== Exercise material ==

========================================

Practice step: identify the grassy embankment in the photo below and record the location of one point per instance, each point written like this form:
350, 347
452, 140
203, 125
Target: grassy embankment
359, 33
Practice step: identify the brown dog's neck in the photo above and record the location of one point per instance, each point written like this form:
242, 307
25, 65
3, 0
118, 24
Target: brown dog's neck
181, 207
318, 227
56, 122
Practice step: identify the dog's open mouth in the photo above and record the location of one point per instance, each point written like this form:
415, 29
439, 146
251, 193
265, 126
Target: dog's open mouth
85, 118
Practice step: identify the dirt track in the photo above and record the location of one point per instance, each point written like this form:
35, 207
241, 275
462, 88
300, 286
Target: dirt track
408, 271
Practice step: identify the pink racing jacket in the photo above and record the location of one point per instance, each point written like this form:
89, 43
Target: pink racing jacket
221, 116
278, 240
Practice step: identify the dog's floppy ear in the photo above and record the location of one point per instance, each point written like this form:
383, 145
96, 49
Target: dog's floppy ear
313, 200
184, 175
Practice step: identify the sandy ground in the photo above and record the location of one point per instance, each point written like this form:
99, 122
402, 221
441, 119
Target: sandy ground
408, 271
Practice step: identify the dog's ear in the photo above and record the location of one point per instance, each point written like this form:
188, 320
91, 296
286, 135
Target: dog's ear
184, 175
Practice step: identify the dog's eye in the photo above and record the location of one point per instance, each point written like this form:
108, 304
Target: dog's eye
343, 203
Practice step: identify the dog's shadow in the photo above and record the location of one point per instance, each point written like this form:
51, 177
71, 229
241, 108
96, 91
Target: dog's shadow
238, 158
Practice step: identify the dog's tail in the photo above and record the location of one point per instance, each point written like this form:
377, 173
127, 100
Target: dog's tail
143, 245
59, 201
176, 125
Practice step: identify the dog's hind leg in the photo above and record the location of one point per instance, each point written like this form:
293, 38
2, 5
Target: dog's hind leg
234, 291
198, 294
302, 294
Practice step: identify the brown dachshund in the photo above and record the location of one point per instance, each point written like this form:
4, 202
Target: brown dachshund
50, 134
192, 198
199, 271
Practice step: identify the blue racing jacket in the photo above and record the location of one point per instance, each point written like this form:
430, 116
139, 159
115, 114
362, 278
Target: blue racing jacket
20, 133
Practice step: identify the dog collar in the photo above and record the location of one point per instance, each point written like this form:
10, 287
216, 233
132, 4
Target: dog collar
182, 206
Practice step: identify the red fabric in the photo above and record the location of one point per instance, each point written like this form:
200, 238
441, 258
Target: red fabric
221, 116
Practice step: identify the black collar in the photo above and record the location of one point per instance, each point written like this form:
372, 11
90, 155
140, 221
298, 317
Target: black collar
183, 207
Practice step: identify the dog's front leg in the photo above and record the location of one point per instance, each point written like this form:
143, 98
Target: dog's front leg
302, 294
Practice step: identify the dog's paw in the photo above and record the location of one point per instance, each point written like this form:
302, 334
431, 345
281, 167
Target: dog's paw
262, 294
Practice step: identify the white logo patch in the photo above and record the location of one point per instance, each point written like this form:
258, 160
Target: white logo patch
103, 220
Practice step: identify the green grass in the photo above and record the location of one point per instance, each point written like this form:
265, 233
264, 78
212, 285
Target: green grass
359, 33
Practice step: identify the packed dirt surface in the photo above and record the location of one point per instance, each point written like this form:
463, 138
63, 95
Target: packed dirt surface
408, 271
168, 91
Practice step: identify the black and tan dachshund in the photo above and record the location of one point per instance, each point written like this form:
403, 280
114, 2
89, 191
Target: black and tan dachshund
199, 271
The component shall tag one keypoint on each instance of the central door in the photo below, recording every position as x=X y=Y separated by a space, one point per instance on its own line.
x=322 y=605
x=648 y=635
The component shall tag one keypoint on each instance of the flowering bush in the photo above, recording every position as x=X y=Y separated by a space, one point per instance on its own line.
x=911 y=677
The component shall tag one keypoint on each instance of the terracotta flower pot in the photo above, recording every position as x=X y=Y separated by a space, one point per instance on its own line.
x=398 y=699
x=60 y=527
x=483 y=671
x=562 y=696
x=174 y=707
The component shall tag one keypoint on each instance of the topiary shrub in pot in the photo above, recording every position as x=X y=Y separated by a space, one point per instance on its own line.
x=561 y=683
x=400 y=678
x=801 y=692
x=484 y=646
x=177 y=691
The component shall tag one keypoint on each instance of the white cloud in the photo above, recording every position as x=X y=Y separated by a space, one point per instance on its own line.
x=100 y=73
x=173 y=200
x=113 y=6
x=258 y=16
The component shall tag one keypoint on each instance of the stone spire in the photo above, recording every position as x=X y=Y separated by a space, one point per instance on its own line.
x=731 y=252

========================================

== Exercise objective ==
Print every item above again verbatim, with the same wording, line order, and line breaks.

== Reply to the exercise ==
Practice step: identify the grassy embankment in the photo below and record the location of one point per instance, each point written like this form:
350, 347
452, 140
203, 125
Target: grassy embankment
359, 33
Practice step: identify the brown dog's neck in the photo above and record the location of one point per instance, each point written like this form:
242, 307
25, 65
3, 0
118, 24
Target: brown dog's neck
181, 207
318, 227
56, 122
Practice step: identify the dog's open mouth in the photo above and record the location of one point per instance, each point written like this form:
415, 29
439, 146
251, 193
265, 126
Target: dog's open mouth
85, 118
Practice step: identify the dirt track in the photo above and record the location of one point per instance, each point written like this form:
35, 207
241, 275
462, 88
300, 286
Target: dirt track
408, 271
Practice step: identify the pink racing jacket in the photo above and record the location of one point per instance, each point written like this form:
89, 43
Target: pink racing jacket
221, 116
278, 240
Practice step: identify the dog's floppy ear in the photo above and record the location of one point per instance, each point written like this form:
383, 145
96, 49
Target: dog's floppy ear
313, 200
184, 175
Practice step: identify the sandy ground in the photo above and record the location of one point per instance, each point written like this form:
99, 122
402, 221
441, 119
Target: sandy ground
408, 271
Practice step: identify the dog's ear in the photo above and record the location of one point per instance, each point written like this form:
188, 320
91, 296
286, 135
Target: dog's ear
184, 175
Practice step: identify the dog's eye in the photo above and record the location of one point per instance, each point written like this form:
108, 304
Target: dog's eye
343, 203
Practice step: identify the dog's shadow in the photo above and record the location of one point per instance, each point written like this form:
51, 177
71, 229
241, 108
96, 91
Target: dog's shadow
238, 158
Practice step: identify the dog's tail in the photo above and record the location of one point per instance, each point written like this form:
377, 173
127, 100
Target: dog's tail
143, 245
59, 201
176, 125
Practice step: identify the dog's hind leg in the photo above and record the location of one point per instance, each point written like this form:
293, 38
2, 5
Target: dog's hind leg
234, 291
198, 294
302, 294
Practice step: identify the brown dachshund in the photo above and record the location of one point per instance, each point written like this form:
4, 202
Target: brown dachshund
50, 134
192, 198
199, 271
Practice step: identify the blue racing jacket in the photo above and record the location of one point per instance, each point written like this form:
430, 116
139, 159
115, 114
362, 278
Target: blue racing jacket
20, 133
Practice step: identify the dog collar in the photo above and record the location of one point per instance, each point written like this form:
10, 287
216, 233
132, 4
Target: dog collar
182, 206
Practice step: identify the red fabric in the photo above and record the location of one point per instance, each point written like this form:
200, 238
441, 258
Target: red fabric
221, 116
Practice step: identify the black collar in the photo above and record the location of one point per instance, each point written like this form:
372, 11
90, 155
140, 221
298, 317
Target: black collar
183, 207
Practice step: identify the dog's front leg in the photo above and record the location of one point per instance, each point written like this form:
143, 98
Target: dog's front leg
302, 294
Practice step: identify the dog's paw in the photo above and record the location of one point per instance, each point written like this form:
302, 334
431, 345
281, 167
Target: dog's paw
262, 294
Practice step: identify the white logo patch in the photo above and record the location of one point per instance, each point written like this form:
258, 160
Target: white logo patch
103, 220
Practice step: identify the green grass in the photo above and record the location of one point per instance, each point written like this form:
265, 233
264, 78
212, 285
Target: green grass
359, 33
Practice step: identify the packed dirt surface in the photo above and record the location of one point per instance, each point written like this form:
463, 138
63, 95
Target: packed dirt surface
408, 271
168, 91
Practice step: identify the black and tan dachshund in the photo above and record the location of one point per instance, each point written like this form:
403, 280
114, 2
89, 191
Target: black and tan dachshund
199, 271
The component shall tag one keypoint on each instance of the central door in the photo below, recording every position as x=X y=Y separated by a space, one point per instance on its own line.
x=322 y=605
x=648 y=635
The component shall tag one keypoint on each instance of the flowering bush in the photo above, recording every position as x=X y=Y separated by a space, one point per instance on its own line.
x=911 y=677
The component shall tag one keypoint on each instance of the terracotta flower pot in the photo above, recording every position as x=X y=Y separated by a space, one point per instance on its own line.
x=398 y=699
x=60 y=527
x=483 y=671
x=562 y=696
x=174 y=707
The component shall tag one keypoint on each instance of the topiary shrub in pot in the photo above, recording every position as x=X y=Y separated by a space, one point per instance on its own line.
x=561 y=683
x=400 y=678
x=801 y=692
x=484 y=646
x=177 y=691
The component shall tag one keypoint on each instance of the white cloud in the photo above, recording every position as x=X y=Y separated by a space, one point per instance on its own line.
x=100 y=73
x=173 y=200
x=113 y=6
x=258 y=16
The component shall tag one keypoint on each instance of the stone spire in the photo above, recording every position as x=X y=Y separated by a space, one point per instance on its own line.
x=731 y=252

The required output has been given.